> Prompt
Echo the data below verbatim, beginning at the line that contains "the round sand dollar" and continuing through the final line of the data.

> Stored rows

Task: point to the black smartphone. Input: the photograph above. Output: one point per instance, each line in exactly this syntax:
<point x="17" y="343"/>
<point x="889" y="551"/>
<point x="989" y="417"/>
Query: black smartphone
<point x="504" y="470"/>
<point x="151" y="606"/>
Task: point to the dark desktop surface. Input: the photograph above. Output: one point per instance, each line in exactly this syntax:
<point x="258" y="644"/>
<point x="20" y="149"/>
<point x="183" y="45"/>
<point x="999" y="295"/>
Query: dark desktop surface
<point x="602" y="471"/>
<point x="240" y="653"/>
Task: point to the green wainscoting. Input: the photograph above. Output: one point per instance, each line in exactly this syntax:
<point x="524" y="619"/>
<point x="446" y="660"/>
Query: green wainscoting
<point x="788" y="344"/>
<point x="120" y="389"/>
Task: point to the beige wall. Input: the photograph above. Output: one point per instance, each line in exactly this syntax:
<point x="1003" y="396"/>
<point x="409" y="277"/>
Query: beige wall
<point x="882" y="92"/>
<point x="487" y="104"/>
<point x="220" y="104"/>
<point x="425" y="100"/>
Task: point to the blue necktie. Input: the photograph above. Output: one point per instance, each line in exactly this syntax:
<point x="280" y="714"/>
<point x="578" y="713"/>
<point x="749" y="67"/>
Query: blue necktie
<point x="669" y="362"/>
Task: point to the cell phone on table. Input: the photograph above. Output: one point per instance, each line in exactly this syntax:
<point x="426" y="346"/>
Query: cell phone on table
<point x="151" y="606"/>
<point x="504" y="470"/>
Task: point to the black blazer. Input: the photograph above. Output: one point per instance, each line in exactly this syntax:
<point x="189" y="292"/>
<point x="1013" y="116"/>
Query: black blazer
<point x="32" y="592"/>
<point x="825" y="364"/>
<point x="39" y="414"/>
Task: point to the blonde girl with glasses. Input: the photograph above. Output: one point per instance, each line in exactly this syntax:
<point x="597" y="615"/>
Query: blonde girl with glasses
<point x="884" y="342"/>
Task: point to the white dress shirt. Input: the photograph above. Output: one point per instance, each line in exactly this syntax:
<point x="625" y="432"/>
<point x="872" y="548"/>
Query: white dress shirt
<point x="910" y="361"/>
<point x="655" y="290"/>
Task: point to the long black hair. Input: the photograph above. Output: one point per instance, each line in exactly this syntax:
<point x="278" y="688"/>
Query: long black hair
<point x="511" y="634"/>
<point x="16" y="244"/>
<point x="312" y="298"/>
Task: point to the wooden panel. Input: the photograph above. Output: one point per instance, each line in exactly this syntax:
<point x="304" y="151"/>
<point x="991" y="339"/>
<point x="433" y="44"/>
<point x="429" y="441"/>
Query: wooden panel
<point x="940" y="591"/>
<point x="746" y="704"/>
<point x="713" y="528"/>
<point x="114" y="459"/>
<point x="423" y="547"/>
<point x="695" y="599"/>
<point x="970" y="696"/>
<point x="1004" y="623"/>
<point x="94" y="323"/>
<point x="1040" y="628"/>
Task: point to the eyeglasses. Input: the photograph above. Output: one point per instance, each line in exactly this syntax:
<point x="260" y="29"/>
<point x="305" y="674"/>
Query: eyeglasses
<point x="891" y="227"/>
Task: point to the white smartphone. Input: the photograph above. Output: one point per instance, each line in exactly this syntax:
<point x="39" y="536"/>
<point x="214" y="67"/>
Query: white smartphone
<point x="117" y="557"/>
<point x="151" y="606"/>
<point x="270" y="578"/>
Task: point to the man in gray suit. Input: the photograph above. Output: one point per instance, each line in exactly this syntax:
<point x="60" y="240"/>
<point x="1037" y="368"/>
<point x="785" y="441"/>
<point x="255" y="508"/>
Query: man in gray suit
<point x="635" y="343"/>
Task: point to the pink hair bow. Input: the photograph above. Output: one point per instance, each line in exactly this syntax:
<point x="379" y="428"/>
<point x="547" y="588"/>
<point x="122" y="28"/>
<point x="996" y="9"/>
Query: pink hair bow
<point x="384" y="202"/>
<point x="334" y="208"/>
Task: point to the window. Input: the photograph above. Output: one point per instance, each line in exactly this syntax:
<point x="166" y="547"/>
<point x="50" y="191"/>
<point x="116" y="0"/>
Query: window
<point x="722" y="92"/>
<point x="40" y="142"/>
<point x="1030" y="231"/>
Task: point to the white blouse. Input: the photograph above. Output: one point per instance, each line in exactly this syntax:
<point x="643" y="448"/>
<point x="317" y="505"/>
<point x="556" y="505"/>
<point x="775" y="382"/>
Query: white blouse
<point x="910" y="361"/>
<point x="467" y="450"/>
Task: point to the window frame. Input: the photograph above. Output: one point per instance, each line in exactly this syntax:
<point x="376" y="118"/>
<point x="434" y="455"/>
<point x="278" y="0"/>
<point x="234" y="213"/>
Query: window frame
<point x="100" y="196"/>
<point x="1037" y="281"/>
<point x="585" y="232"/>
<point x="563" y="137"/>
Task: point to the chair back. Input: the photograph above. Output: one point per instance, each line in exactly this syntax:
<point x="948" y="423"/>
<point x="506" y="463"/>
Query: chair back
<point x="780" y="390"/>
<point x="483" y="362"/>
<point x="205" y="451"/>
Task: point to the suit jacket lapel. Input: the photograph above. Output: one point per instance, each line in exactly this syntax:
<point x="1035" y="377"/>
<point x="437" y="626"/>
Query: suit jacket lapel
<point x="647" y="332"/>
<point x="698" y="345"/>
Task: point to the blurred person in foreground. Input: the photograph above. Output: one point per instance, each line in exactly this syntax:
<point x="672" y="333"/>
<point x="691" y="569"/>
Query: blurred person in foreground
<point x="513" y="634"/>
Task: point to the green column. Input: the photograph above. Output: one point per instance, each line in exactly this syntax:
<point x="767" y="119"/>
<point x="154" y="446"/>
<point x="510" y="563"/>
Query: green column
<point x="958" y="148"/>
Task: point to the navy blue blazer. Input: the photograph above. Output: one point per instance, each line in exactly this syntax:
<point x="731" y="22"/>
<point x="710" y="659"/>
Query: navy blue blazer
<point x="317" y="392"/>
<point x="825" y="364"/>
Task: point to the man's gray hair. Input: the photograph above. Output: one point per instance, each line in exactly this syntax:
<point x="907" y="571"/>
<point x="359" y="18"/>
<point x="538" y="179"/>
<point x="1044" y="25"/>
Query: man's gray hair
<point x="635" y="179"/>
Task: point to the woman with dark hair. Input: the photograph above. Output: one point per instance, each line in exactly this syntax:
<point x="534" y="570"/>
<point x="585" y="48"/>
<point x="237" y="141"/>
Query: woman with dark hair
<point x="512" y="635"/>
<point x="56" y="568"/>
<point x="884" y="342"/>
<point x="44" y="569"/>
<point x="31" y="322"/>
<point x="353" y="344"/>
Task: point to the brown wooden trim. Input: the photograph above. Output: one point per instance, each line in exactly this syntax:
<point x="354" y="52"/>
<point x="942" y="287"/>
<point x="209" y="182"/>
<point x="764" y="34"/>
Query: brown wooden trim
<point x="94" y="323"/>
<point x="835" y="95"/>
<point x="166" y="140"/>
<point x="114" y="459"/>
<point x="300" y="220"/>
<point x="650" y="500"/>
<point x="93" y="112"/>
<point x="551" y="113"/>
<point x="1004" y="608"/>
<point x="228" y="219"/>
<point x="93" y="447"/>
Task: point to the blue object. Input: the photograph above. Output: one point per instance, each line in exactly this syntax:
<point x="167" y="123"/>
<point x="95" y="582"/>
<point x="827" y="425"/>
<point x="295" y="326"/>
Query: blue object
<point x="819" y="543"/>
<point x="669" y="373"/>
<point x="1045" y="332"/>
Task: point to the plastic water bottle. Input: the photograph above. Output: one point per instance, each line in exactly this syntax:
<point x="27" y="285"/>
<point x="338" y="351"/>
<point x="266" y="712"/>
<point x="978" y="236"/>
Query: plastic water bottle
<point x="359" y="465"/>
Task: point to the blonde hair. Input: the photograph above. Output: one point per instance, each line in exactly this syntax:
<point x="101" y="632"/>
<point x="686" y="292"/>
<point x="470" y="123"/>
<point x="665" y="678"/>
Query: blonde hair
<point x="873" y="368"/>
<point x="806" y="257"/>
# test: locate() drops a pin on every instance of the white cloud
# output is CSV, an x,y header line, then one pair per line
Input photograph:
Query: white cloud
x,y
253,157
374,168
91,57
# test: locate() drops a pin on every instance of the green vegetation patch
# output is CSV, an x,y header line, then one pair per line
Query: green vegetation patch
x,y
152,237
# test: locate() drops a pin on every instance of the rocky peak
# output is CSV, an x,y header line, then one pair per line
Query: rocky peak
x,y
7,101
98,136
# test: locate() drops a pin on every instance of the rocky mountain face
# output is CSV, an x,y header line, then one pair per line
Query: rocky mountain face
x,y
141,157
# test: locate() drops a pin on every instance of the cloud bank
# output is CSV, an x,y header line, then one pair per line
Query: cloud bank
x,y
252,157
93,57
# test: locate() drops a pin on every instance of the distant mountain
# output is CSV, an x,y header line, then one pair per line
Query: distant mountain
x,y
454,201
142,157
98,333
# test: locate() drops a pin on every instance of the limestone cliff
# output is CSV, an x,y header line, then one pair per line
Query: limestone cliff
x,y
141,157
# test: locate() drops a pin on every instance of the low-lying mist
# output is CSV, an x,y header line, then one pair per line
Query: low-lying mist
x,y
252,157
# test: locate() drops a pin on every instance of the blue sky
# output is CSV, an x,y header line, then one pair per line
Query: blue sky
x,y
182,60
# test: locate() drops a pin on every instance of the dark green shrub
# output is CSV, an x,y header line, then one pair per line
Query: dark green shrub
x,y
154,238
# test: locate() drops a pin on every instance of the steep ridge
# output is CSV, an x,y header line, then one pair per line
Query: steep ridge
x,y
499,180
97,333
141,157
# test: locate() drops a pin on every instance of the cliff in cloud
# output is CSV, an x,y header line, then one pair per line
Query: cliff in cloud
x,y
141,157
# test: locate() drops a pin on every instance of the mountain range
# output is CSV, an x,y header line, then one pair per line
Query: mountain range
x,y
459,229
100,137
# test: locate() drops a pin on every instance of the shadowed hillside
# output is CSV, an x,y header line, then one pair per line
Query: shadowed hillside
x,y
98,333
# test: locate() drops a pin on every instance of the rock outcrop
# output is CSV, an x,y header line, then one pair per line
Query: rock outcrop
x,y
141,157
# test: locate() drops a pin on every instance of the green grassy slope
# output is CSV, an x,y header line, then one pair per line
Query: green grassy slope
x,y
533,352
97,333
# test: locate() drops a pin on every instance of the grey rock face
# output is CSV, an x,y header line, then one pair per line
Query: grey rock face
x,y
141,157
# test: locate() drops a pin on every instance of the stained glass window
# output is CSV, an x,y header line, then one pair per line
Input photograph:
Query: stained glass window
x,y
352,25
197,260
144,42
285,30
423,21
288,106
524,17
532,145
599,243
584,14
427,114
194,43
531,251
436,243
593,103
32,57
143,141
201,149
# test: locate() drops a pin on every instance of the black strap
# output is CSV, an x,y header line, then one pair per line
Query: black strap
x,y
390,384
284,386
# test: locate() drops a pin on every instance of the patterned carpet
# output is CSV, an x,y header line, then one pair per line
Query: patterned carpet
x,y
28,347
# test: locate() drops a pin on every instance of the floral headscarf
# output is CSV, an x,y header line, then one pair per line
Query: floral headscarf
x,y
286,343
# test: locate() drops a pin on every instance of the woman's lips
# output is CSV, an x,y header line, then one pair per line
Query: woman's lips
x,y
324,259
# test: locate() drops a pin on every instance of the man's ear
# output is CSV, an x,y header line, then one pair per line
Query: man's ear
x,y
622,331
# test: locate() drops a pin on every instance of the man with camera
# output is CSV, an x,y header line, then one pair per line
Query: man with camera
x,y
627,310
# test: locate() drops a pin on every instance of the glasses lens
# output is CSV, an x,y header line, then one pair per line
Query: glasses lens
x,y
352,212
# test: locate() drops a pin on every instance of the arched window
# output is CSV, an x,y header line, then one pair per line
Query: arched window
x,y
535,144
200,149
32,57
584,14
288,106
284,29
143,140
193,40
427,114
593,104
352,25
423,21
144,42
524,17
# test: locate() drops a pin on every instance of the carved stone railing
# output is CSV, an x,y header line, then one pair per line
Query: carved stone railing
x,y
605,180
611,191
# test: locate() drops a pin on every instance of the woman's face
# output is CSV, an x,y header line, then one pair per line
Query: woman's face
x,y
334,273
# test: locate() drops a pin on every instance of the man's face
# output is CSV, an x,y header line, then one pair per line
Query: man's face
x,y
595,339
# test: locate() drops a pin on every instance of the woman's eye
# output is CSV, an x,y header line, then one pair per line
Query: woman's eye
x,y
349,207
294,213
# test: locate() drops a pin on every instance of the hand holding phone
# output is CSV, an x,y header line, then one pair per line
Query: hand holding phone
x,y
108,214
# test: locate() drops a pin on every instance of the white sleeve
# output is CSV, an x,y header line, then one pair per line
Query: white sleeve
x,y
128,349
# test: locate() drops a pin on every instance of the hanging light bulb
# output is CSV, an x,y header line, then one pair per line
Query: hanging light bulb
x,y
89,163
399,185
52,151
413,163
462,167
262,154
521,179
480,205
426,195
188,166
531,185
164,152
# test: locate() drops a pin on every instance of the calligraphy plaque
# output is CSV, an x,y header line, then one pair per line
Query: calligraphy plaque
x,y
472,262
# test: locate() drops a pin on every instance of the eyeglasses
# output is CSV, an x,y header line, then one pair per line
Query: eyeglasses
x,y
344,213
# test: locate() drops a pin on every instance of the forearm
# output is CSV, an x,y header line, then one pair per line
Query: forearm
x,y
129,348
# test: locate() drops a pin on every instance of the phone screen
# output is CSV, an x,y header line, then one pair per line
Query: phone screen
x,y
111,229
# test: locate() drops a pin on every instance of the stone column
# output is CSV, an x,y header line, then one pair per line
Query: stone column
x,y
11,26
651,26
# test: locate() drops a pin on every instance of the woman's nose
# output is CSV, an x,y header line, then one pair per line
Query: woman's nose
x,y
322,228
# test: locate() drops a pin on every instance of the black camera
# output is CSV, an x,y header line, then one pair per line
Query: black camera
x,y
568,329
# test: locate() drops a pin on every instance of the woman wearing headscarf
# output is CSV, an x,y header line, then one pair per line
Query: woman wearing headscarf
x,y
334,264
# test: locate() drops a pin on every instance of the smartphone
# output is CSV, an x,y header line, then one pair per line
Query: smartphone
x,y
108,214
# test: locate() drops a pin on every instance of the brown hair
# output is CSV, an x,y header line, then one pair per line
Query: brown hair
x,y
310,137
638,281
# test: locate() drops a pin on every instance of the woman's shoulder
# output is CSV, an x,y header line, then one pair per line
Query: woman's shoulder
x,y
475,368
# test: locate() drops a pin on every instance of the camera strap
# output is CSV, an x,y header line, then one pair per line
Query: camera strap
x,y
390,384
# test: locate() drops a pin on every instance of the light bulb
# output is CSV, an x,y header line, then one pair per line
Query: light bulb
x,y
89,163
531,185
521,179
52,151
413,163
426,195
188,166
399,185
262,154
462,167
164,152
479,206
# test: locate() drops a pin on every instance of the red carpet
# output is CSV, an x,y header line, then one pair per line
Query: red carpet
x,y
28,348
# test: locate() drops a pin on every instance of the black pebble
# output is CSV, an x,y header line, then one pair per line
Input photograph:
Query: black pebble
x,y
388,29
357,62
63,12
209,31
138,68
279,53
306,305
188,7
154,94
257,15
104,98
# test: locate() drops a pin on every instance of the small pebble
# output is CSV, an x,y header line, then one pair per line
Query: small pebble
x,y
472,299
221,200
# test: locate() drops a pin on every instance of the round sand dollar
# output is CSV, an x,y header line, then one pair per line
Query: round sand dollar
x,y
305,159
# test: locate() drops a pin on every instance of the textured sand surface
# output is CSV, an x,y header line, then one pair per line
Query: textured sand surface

> Exercise result
# test: locate() drops a pin on every instance of the round sand dollar
# output is CSV, an x,y header line, then one pair per line
Query: round sand dollar
x,y
305,159
# test: locate() drops a pin on every instance of the textured sand surface
# output is CSV, an x,y header line, then one pair per line
Query: textured sand surface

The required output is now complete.